• **Text block**:
[SPARK-36735][SQL] Adjust overhead of cached relation for DPP

### What changes were proposed in this pull request? This patch proposes to adjust the current overhead of cached relation for DPP. ### Why are the changes needed? Currently we calculate if there is benefit of pruning with DPP by simply summing up the size of all scan relations as the overhead. However, for cached relations, the overhead should be different than a non-cached relation. This proposes to use adjusted overhead for cached relation with DPP. ### Does this PR introduce _any_ user-facing change? Yes. ### How was this patch tested? Added unit test. Closes #33975 from viirya/reduce-cache-overhead. Authored-by: Liang-Chi Hsieh <viirya@gmail.com> Signed-off-by: Liang-Chi Hsieh <viirya@gmail.com>
2021-09-15 14:00:45 -07:00 · 2021-09-15 14:00:45 -07:00 · bbb33af2e4
parent 16f1f71ba5
commit bbb33af2e4
2 changed files with 82 additions and 21 deletions
--- a/sql/core/src/main/scala/org/apache/spark/sql/execution/dynamicpruning/PartitionPruning.scala
+++ b/sql/core/src/main/scala/org/apache/spark/sql/execution/dynamicpruning/PartitionPruning.scala
@ -24,6 +24,7 @@ import org.apache.spark.sql.catalyst.plans._
 import org.apache.spark.sql.catalyst.plans.logical._
 import org.apache.spark.sql.catalyst.rules.Rule
 import org.apache.spark.sql.connector.read.SupportsRuntimeFiltering
+import org.apache.spark.sql.execution.columnar.InMemoryRelation
 import org.apache.spark.sql.execution.datasources.{HadoopFsRelation, LogicalRelation}
 import org.apache.spark.sql.execution.datasources.v2.DataSourceV2ScanRelation

@ -164,8 +165,7 @@ object PartitionPruning extends Rule[LogicalPlan] with PredicateHelper with Join
    }

    val estimatePruningSideSize = filterRatio * partPlan.stats.sizeInBytes.toFloat
-    // the pruning overhead is the total size in bytes of all scan relations
-    val overhead = otherPlan.collectLeaves().map(_.stats.sizeInBytes).sum.toFloat
+    val overhead = calculatePlanOverhead(otherPlan)

• **Provided data**:
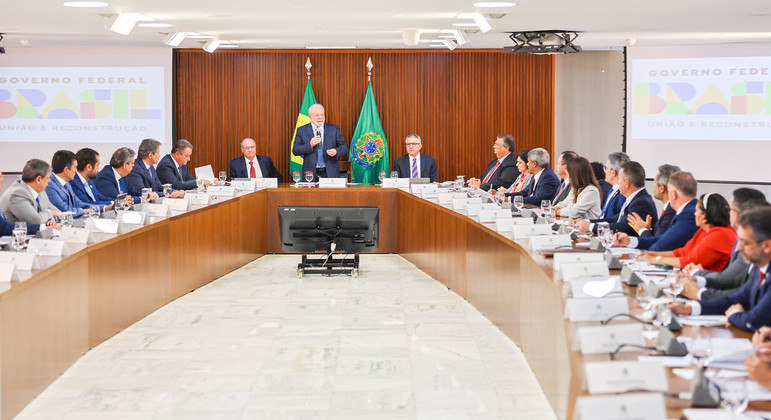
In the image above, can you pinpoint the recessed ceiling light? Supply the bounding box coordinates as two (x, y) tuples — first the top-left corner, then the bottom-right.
(62, 1), (109, 7)
(137, 22), (172, 28)
(474, 1), (517, 7)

• **Objective 1**:
In the Spark commit on cached-relation overhead for DPP, how does the description say the pruning overhead is currently calculated?
• **Objective 2**:
Carry on the Spark commit diff for DPP cached-relation overhead from the point where it stops.

• **Task result 1**:
By summing up the size of all scan relations.

• **Task result 2**:
    if (canBuildBroadcast) {
      estimatePruningSideSize > overhead
    } else {
@ -177,6 +177,29 @@ object PartitionPruning extends Rule[LogicalPlan] with PredicateHelper with Join
    }
  }

+  /**
+   * Calculates a heuristic overhead of a logical plan. Normally it returns the total
+   * size in bytes of all scan relations. We don't count in-memory relation which uses
+   * only memory.
+   */
+  private def calculatePlanOverhead(plan: LogicalPlan): Float = {
+    val (cached, notCached) = plan.collectLeaves().partition(p => p match {
+      case _: InMemoryRelation => true
+      case _ => false
+    })
+    val scanOverhead = notCached.map(_.stats.sizeInBytes).sum.toFloat
+    val cachedOverhead = cached.map {
+      case m: InMemoryRelation if m.cacheBuilder.storageLevel.useDisk &&
+          !m.cacheBuilder.storageLevel.useMemory =>
+        m.stats.sizeInBytes.toFloat
+      case m: InMemoryRelation if m.cacheBuilder.storageLevel.useDisk =>
+        m.stats.sizeInBytes.toFloat * 0.2
+      case m: InMemoryRelation if m.cacheBuilder.storageLevel.useMemory =>
+        0.0
+    }.sum.toFloat
+    scanOverhead + cachedOverhead
+  }
+
  /**
   * Returns whether an expression is likely to be selective
   */
--- a/sql/core/src/test/scala/org/apache/spark/sql/DynamicPartitionPruningSuite.scala
+++ b/sql/core/src/test/scala/org/apache/spark/sql/DynamicPartitionPruningSuite.scala
@ -468,30 +468,68 @@ abstract class DynamicPartitionPruningSuiteBase
      Given("no stats and selective predicate with the size of dim too large")
      withSQLConf(SQLConf.DYNAMIC_PARTITION_PRUNING_ENABLED.key -> "true",
        SQLConf.DYNAMIC_PARTITION_PRUNING_USE_STATS.key -> "true") {
-        sql(
-          """
-            |SELECT f.date_id, f.product_id, f.units_sold, f.store_id
-            |FROM fact_sk f WHERE store_id < 5
+        withTable("fact_aux") {
+          sql(
+            """
+              |SELECT f.date_id, f.product_id, f.units_sold, f.store_id
+              |FROM fact_sk f WHERE store_id < 5
          """.stripMargin)
-          .write
-          .partitionBy("store_id")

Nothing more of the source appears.